**抽出テキスト:**
++++++++++++++++++++

デビューして間もない頃、アラン22歳位の頃の作品。

もう、食べてしまいたいくらい可愛いアラン様が
ドンフアンの役で登場する
  <お嬢さんお手やわらかに>を紹介します。

女流作家ソフィー・カタラの原作小説「カナリヤの殺人」の
  映画化である。


男を演じるようになって、渋い魅力が出てきたアランだが、

この作品の彼は三人の女の子を同時に操るという

電子工学を学んでいる秀才大学生のプレイボーイの役。

甘いマスクにスマートな仕草。

若さ溢れる会話。オートバイにまたがりパリの街を駆け巡る。

当時人気絶頂だったフランス三人娘の

ミレーヌ.ドモンジョ、パスカル.プチ、
ジャクリーヌ。ササールを同時に操り、

本物の恋に芽生えた彼がそのうちのひとりとめでたく

ゴールインという洒落た青春ラブ.コメデイーです。

中学生の頃に雑誌で見て、

あこがれたころのアラン様の作品ですが、

映画は田舎では封切られずに、<太陽がいっぱい>を
先に見る結果となってしまった。

極めてフランス的な ラブ.コメデイーで
もうこの辺りからアランは駈けまくっていたのです。

ストーリー

まずは、一人目のアガート(パスカル.プチ)は

ジュリアン(ドロン)にお熱を上げていたが、

態度のはっきりしないジュリアンに振られたと思い込んで、

かなり歳の離れた人の良い男と結婚した。

だが、ジュリアンにまだ気がある。

披露パーテイーを自宅で催したが、招待もしないのに、

図々しくも押しかけてきたジュリアンにアガートの女友達、

ザビーヌ(ミレーヌ.ドモンジョ)はドンフアンと知りつつ、

彼の気をひこうと色目を使う。

ジュリアンの近づき方は流し目をちらっと流しておきながら、

ザビーヌに近づく振りをして、隣の女の子にとりあえず

声をかけるというもの。

てっきり自分に声をかけたと思って返事をしてしまうザビーヌ。

ワンクッション置いてザガートに声をかける。

++++++++++++++++++++

**提供資料:**
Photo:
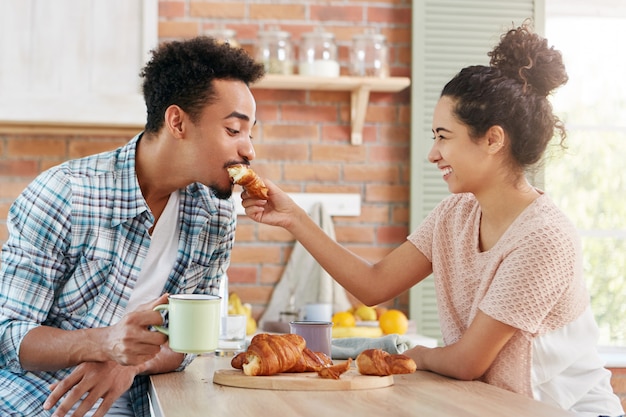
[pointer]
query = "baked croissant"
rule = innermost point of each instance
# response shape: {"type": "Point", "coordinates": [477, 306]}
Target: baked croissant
{"type": "Point", "coordinates": [381, 363]}
{"type": "Point", "coordinates": [243, 175]}
{"type": "Point", "coordinates": [273, 354]}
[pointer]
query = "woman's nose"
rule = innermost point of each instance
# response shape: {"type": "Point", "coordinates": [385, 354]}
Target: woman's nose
{"type": "Point", "coordinates": [433, 154]}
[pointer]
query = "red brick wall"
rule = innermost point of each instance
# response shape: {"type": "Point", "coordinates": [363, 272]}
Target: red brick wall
{"type": "Point", "coordinates": [302, 139]}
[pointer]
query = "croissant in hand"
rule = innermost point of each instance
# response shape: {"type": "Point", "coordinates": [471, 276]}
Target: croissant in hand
{"type": "Point", "coordinates": [381, 363]}
{"type": "Point", "coordinates": [248, 179]}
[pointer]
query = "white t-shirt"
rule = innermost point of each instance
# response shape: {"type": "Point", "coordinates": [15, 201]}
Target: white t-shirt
{"type": "Point", "coordinates": [161, 256]}
{"type": "Point", "coordinates": [154, 273]}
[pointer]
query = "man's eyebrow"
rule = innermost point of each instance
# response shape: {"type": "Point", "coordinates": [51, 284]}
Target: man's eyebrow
{"type": "Point", "coordinates": [238, 115]}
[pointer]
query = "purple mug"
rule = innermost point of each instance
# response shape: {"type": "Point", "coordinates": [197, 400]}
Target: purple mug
{"type": "Point", "coordinates": [317, 334]}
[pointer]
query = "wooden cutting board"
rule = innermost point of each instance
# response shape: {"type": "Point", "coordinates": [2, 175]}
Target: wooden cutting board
{"type": "Point", "coordinates": [306, 381]}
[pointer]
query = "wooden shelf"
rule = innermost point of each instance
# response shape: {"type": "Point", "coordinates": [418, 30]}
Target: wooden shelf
{"type": "Point", "coordinates": [360, 88]}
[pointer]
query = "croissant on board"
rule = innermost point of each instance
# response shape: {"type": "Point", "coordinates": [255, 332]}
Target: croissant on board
{"type": "Point", "coordinates": [272, 354]}
{"type": "Point", "coordinates": [381, 363]}
{"type": "Point", "coordinates": [244, 175]}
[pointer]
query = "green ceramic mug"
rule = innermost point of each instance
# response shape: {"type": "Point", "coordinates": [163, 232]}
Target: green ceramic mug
{"type": "Point", "coordinates": [194, 322]}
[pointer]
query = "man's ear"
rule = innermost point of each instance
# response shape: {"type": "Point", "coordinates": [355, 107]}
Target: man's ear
{"type": "Point", "coordinates": [495, 139]}
{"type": "Point", "coordinates": [174, 120]}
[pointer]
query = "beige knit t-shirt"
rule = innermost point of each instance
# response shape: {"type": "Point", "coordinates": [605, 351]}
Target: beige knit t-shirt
{"type": "Point", "coordinates": [531, 279]}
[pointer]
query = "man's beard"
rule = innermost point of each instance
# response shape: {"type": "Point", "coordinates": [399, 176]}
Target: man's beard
{"type": "Point", "coordinates": [221, 193]}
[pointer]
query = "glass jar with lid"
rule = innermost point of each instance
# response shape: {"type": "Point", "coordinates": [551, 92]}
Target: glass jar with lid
{"type": "Point", "coordinates": [224, 35]}
{"type": "Point", "coordinates": [318, 54]}
{"type": "Point", "coordinates": [369, 55]}
{"type": "Point", "coordinates": [274, 51]}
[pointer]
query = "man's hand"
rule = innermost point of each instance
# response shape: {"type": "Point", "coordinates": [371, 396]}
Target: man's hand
{"type": "Point", "coordinates": [130, 341]}
{"type": "Point", "coordinates": [106, 380]}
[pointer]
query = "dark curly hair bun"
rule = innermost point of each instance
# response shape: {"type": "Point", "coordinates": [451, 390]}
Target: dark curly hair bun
{"type": "Point", "coordinates": [526, 57]}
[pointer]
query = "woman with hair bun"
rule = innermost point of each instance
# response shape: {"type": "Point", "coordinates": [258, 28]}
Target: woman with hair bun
{"type": "Point", "coordinates": [513, 306]}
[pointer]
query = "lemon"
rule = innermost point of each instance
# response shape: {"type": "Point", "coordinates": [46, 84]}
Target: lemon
{"type": "Point", "coordinates": [344, 319]}
{"type": "Point", "coordinates": [365, 313]}
{"type": "Point", "coordinates": [393, 321]}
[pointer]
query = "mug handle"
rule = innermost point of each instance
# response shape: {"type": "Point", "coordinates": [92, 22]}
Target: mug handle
{"type": "Point", "coordinates": [162, 329]}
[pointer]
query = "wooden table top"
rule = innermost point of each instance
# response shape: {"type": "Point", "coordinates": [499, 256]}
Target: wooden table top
{"type": "Point", "coordinates": [192, 393]}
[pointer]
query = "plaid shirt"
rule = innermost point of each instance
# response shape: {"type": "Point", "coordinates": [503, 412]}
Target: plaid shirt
{"type": "Point", "coordinates": [77, 237]}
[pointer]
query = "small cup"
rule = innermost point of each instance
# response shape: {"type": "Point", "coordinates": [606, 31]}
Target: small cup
{"type": "Point", "coordinates": [318, 312]}
{"type": "Point", "coordinates": [317, 334]}
{"type": "Point", "coordinates": [194, 322]}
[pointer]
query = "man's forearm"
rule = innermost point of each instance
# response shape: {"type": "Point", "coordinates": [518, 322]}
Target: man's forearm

++++++++++++++++++++

**課題一覧:**
1: 映画「お嬢さんお手やわらかに」を紹介する文章の「ストーリー」の部分で、役名として挙がっている登場人物の名前をすべて書き出してください。
2: 映画「お嬢さんお手やわらかに」を紹介する文章によると、この映画の原作となった小説の題名は何ですか。
3: 映画「お嬢さんお手やわらかに」を紹介する文章を、最後の文の後から続けて書いてください。

**解答一覧:**
1: アガート、ジュリアン、ザビーヌ

2: 「カナリヤの殺人」です。

3:
”恥ずかしかったから”と。

ここでザガートは虜になる。

デイとの約束をしても一度目はジュリアンは必ず、すっぽかす。
  じらすのだ。

怒ったところを拝み倒してデイトに誘うのだ。

二度目のデイトで、ザビーヌは女友達でカソリック校の

寄宿舎に入っているエレーヌ(ジャクリーヌ.ササール)を

紹介する羽目になる。

彼女にも目をつけたジュリアンは従兄と偽って

学校にまで押しかけ、ジュリアンに一目ぼれしたエレーヌは

友達に彼を婚約者だと話す。

純情なエレーヌだが、大胆なところもあって、

友達にはもう関係が出来てしまったような事を話すが、

シスターに聞かれてしまい、放校処分となる。

それぞれに調子のいいことを言って

その気にさせているジュリアンだが、

彼にはれっきとした南米人の婚約者がいる。

これがパープリンで、ジュリアンは気乗りしていない。

そうするうちに三人は自分たちがそれぞれ遊ばれている事に

気付き、彼に仕返しをしようと殺す計画を練る。

エレーヌだけは本気で愛しているのであまり気乗りはしないが

とりあえず仲間に入る。

アガートは毒殺を。
ザビーヌは車でひき殺す。
それぞれ考え、夢でまずは実行。

まず、アガートとザビーヌはジュリアンの部屋に忍び込み

牛乳に毒を仕込もうとしたが失敗し、

チョコレートニ入れる。

しかし、この頃ジュリアンは少し、変わってきた。

エレーヌを本気で好きになったのだ。

愛を告白され、何度もだまされたエレーヌは最初は疑ったが、

彼の熱意についに愛を誓う。

さー大変!牛乳を処分しなくちゃ!

チョコレートに変更になったなんて知らないエレーヌ・

毒入りチョコレートはジュリアンのパパが食べてしまった。

そんなこんなで、ジュリアンの両親、エレーヌの親ばかパパが

入り混じってのてんやわんやとなる。

音楽家のエレーヌの両親の演奏会場で、逆上した婚約者が
入り混じって拳銃を撃ちまくって大騒ぎ。

エレーヌのパパは足に三発頂いて足にギブスを。

ジュリアンのパパも助かったものの毒入りチョコを。

裁判で若き弁護士に色目を使ったが、情状酌量話はなし。

結局アガートとザビーヌと婚約者は刑務所に6ケ月間
入る事になった。

刑務所内でエレーヌとジュリアンの結婚式が行われ、

遠くからにっこり祝福するアガートとザビーヌがいた。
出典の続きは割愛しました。